◆ PROBLEM REQUIREMENTS
Swap every occurrence of "biggest circle" for "largest circle" in the entries below, and reproduce all the entries with nothing else altered. Omit the pictures from your answer.

[Collected data entries]
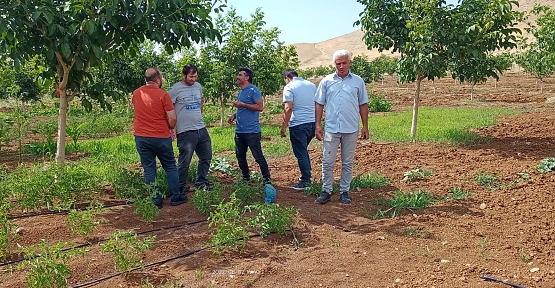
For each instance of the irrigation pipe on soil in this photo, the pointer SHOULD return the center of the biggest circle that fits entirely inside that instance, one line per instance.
(106, 239)
(148, 265)
(62, 211)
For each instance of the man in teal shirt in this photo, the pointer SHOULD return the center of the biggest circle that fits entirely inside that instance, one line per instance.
(248, 135)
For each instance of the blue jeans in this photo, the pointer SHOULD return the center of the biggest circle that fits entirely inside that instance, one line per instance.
(197, 141)
(251, 141)
(150, 148)
(300, 136)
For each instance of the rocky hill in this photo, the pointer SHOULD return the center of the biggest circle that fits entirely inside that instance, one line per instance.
(319, 54)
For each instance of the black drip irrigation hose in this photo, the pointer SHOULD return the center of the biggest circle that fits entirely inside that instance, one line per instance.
(61, 211)
(492, 279)
(106, 239)
(149, 265)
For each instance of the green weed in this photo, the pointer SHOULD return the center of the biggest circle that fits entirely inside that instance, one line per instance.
(48, 264)
(458, 193)
(205, 200)
(417, 174)
(546, 165)
(371, 180)
(127, 248)
(409, 201)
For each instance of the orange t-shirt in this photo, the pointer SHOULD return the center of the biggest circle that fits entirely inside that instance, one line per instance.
(151, 104)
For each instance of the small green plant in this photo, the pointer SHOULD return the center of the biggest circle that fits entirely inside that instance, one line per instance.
(198, 273)
(409, 201)
(231, 231)
(48, 264)
(377, 103)
(336, 242)
(417, 174)
(415, 232)
(127, 248)
(525, 257)
(458, 193)
(371, 180)
(205, 200)
(168, 283)
(7, 230)
(247, 193)
(221, 165)
(75, 131)
(546, 165)
(489, 181)
(272, 218)
(84, 222)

◆ ANSWER FOR THE TASK
For each instance of the irrigation pipe on soil in this photo, the pointer SHOULD return the center of the largest circle that fits entirely inside that instance, one line per instance.
(106, 239)
(148, 265)
(62, 211)
For each instance of the man in teal shirt in this photo, the pointer SHOULD return the center of the largest circle that fits entirely inside that instance, one line per instance.
(248, 135)
For each instance of the blue jeans in this photo, the pointer SHOULD return the center of the largest circle that fits entirely inside that instance, one line per instance.
(197, 141)
(251, 141)
(150, 148)
(300, 136)
For each instance of the rocky hill in this photo, the pointer SHOULD return the center of the largest circle that fits entirely inside that instance, one line per instance.
(319, 54)
For each instance of the black drip irrigation hose in this photo, the pointer SHOULD return the center of the largest circle that fits entirely inside that instance, one line per instance.
(61, 211)
(492, 279)
(106, 239)
(149, 265)
For each instance of the green weed in this photo, the pointer SHOULD return the center of the largest circle that fits entirely inside that instance, one line per instance.
(48, 264)
(458, 193)
(205, 200)
(417, 174)
(546, 165)
(371, 180)
(127, 248)
(409, 201)
For each instance of the orange t-shirt in this photo, the pointer SHOULD return the center of the largest circle that fits entirely inside that instance, one line per instance.
(151, 104)
For each instance of the small green plant in this photo, the pointer SHOULD return the center of the largest circle that fits entirely inside that instance, one line per instance.
(198, 273)
(409, 201)
(231, 231)
(48, 264)
(377, 103)
(336, 242)
(417, 174)
(415, 232)
(127, 248)
(525, 257)
(458, 193)
(371, 180)
(205, 200)
(168, 283)
(7, 230)
(247, 193)
(221, 165)
(75, 131)
(546, 165)
(489, 181)
(272, 218)
(84, 222)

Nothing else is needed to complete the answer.